◆ **What the task asks**
Where a line of the data holds the word "blazer", copy that line.

==============================

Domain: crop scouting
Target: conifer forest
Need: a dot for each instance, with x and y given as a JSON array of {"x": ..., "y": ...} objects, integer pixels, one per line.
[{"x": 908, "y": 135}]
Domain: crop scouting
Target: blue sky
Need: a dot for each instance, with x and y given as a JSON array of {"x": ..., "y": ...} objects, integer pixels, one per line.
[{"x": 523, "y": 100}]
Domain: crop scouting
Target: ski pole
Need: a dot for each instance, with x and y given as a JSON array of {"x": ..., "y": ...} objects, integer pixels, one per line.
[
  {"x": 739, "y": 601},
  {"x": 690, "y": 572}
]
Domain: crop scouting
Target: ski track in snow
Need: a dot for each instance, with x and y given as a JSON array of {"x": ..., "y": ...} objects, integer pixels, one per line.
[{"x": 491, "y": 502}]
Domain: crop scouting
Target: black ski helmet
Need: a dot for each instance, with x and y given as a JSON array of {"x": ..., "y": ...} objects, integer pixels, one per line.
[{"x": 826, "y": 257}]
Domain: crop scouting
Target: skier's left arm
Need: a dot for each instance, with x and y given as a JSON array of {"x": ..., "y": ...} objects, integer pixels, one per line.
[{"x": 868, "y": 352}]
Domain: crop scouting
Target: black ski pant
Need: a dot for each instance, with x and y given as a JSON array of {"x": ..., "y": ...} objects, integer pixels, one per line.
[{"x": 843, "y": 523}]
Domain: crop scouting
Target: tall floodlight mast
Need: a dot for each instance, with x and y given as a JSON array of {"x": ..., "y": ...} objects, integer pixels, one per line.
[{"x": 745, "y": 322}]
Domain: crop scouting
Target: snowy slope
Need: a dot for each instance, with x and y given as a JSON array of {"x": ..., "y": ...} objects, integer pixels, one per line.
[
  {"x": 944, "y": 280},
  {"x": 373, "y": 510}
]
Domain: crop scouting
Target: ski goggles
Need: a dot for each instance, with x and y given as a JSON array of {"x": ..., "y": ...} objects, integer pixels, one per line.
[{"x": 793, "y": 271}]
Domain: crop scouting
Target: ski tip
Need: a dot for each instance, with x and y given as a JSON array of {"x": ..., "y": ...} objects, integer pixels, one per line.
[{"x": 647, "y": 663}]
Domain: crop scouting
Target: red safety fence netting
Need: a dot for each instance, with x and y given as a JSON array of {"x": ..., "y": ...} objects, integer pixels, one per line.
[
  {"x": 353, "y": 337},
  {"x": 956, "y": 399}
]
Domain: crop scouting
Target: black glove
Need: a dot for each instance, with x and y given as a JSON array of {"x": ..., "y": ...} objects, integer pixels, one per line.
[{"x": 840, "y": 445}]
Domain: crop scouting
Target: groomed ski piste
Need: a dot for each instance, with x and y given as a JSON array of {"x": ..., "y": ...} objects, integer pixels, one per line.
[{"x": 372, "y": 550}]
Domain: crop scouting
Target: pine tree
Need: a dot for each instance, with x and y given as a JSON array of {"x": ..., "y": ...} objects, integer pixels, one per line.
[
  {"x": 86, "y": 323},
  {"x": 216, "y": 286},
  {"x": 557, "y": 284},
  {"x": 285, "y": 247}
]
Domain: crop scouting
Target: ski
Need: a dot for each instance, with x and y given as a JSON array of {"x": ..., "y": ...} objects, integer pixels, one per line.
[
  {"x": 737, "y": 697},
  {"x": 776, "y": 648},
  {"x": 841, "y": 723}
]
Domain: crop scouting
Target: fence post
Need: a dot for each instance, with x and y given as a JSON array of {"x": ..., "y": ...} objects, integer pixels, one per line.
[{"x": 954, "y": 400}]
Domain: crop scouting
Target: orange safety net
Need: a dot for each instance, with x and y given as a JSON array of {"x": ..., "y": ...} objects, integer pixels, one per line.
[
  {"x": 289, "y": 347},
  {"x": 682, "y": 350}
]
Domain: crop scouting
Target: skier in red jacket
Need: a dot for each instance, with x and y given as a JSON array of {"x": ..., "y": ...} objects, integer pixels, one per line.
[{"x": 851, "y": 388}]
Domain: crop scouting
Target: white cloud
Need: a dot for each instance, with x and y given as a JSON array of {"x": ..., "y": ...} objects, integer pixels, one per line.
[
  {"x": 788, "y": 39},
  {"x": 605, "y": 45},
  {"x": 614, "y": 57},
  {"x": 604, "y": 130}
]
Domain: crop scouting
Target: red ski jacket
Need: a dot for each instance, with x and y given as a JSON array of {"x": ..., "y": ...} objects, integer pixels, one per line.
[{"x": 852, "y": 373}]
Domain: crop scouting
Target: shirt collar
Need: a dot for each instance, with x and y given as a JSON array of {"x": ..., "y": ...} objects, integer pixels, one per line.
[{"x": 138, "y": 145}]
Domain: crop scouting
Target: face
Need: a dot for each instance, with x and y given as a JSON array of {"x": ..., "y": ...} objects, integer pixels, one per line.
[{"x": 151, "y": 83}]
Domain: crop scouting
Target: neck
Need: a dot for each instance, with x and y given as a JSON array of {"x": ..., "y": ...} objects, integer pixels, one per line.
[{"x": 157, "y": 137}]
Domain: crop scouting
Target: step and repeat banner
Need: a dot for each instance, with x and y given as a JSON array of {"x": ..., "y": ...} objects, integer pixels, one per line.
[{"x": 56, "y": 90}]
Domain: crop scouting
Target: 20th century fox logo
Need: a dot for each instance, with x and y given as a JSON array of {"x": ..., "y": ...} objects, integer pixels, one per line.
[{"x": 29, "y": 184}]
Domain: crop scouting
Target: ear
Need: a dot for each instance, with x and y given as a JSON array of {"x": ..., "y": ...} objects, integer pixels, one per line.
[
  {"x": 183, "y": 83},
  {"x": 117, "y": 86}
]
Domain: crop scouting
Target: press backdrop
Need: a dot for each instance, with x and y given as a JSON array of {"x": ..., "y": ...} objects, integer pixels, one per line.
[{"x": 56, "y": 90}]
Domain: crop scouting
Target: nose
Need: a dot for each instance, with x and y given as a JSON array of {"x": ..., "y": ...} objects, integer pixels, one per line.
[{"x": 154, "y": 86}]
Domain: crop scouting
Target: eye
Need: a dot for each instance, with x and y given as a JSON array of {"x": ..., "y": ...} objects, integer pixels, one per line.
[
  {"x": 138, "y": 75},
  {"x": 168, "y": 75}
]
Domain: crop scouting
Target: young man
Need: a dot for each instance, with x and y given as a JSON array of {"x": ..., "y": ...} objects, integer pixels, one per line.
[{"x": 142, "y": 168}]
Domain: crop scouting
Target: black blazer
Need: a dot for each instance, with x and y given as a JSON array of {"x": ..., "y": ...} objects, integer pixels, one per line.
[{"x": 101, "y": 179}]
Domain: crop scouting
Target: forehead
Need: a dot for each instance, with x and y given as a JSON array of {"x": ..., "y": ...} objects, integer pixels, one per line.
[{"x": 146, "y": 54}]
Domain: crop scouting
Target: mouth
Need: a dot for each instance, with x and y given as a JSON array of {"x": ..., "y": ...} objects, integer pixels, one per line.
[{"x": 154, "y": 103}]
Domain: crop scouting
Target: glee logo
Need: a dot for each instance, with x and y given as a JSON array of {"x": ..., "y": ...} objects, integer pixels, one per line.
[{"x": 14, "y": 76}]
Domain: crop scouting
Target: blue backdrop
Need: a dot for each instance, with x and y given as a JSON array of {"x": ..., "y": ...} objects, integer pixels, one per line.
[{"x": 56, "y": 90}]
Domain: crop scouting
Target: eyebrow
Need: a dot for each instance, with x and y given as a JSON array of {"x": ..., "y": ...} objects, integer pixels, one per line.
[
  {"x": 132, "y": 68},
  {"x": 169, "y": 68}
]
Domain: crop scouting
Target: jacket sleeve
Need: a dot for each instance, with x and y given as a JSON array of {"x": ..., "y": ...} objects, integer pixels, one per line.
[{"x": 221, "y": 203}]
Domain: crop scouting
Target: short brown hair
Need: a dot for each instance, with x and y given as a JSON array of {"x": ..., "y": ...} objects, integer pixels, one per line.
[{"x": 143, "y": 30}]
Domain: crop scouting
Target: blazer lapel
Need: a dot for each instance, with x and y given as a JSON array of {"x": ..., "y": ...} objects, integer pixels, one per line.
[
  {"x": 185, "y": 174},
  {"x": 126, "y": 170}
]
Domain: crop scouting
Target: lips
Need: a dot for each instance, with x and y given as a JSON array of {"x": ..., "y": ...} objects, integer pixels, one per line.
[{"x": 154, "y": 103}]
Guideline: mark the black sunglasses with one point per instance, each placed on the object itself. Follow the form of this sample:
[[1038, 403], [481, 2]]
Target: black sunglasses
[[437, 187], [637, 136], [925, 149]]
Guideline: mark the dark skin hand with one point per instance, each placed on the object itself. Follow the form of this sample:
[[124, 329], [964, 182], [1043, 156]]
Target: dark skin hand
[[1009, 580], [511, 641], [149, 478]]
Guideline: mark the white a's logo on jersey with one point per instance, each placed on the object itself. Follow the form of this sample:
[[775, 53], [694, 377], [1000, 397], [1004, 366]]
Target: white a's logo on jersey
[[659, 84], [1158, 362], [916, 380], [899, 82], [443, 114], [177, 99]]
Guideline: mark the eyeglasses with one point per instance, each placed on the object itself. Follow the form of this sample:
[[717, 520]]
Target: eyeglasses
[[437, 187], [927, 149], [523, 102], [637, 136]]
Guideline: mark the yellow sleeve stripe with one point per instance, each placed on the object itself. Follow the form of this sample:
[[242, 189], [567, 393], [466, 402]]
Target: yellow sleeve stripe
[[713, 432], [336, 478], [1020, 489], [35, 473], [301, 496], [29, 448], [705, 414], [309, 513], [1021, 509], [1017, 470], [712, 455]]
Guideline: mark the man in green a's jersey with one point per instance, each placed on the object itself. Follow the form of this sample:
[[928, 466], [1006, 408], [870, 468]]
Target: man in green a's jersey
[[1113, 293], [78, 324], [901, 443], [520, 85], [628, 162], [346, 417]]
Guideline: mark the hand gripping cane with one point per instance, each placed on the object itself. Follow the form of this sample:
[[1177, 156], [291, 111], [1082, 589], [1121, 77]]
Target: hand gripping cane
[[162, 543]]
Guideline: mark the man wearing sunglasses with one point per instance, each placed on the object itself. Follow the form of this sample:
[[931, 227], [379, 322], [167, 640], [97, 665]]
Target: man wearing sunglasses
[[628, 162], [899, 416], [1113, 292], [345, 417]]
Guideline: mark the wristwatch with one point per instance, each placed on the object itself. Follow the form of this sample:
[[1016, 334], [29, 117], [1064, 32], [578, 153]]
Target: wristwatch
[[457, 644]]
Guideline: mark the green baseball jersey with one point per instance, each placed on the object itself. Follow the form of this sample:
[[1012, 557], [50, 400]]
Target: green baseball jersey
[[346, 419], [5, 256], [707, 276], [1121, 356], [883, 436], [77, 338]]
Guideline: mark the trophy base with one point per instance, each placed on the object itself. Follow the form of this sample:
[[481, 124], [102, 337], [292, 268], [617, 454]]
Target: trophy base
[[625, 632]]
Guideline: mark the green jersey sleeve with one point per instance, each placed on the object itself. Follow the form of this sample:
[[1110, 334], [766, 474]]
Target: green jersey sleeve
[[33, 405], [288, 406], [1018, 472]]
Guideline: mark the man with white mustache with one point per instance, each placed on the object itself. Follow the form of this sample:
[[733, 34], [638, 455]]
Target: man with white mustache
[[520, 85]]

==============================

◆ **Answer to the problem**
Target: black blazer
Target: blazer lapel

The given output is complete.